Anwalt für Strafrecht: Misshandlung von Schutzbefohlenen

Ein Quälen im Sinne des § 225 Abs. 1 StGB setzt neben dem Vorsatz nicht zusätzlich auch eine besonders böswillige Gesinnung oder Gefühllosigkeit voraus.

Mit Urteil vom 04.08.2015 - 1 StR 624/14 hat der Bundesgerichtshof (BGH) bestätigt, dass ein "Quälen" im Sinne des § 225 Abs. 1 StGB keine besonders verwerfliche Gesinnung oder eine besondere Gefühllosigkeit des Täters erfordert. Für die Erfüllung dieses Tatbestandsmerkmals ist es ausreichend, dass durch ein bestimmtes Verhalten länger andauernde oder sich wiederholende erhebliche Schmerzen oder (auch seelische) Leiden verursacht werden.
Der Entscheidung lag die bewusst unterlassene medizinische Behandlung eines schwer kranken Jungen zugrunde. Dessen Eltern waren der Auffassung, die bei ihrem Sohn vorliegende Krankheit Mukoviszidose, welche eine umfangreiche und aufwendige medizinische Behandlung erforderte, würde sich auch durch regelmäßiges Meditieren und gesunde Ernährung heilen lassen. Der Abbruch der medizinischen Behandlung führte jedoch zu einer erheblichen Verschlechterung des Gesundheitszustandes bei dem Jungen, infolge dessen er auch starke Schmerzen sowie Atemnot erlitt. Obwohl die Eltern erkennbar nicht in gezielt böswilliger Absicht handelten, sah der BGH eine Quälerei im Sinne des § 225 Abs. 1 StGB gegeben und verurteilte die Eltern zu mehrjährigen Haftstrafen.

--

Schreiben Sie aus dem Text über die Misshandlung von Schutzbefohlenen oben die Stelle ab, die mit „Ein Quälen im“ einsetzt und bis einschließlich „Leiden verursacht werden.“ reicht.

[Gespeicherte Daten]
--

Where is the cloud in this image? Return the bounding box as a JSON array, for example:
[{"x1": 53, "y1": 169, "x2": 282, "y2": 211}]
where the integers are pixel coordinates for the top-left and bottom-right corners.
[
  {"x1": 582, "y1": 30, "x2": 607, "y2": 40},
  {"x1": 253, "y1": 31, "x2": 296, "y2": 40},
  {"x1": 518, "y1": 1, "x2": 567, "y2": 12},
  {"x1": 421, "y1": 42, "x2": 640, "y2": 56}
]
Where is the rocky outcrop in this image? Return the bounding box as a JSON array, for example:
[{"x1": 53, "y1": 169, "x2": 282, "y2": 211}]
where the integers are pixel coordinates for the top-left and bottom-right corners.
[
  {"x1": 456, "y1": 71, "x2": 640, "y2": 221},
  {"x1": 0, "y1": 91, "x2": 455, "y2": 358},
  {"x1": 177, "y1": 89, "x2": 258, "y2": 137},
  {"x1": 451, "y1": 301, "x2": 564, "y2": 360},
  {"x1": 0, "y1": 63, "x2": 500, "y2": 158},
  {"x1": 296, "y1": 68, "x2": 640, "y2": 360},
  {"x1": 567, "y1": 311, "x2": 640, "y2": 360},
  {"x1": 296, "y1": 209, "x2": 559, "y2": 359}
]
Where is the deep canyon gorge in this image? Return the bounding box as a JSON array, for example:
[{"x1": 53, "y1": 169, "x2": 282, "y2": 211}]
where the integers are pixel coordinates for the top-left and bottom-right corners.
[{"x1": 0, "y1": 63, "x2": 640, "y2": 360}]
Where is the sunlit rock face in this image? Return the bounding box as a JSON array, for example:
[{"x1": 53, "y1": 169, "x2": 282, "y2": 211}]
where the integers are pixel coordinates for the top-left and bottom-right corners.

--

Ergebnis der Übung:
Ein Quälen im Sinne des § 225 Abs. 1 StGB setzt neben dem Vorsatz nicht zusätzlich auch eine besonders böswillige Gesinnung oder Gefühllosigkeit voraus.

Mit Urteil vom 04.08.2015 - 1 StR 624/14 hat der Bundesgerichtshof (BGH) bestätigt, dass ein "Quälen" im Sinne des § 225 Abs. 1 StGB keine besonders verwerfliche Gesinnung oder eine besondere Gefühllosigkeit des Täters erfordert. Für die Erfüllung dieses Tatbestandsmerkmals ist es ausreichend, dass durch ein bestimmtes Verhalten länger andauernde oder sich wiederholende erhebliche Schmerzen oder (auch seelische) Leiden verursacht werden.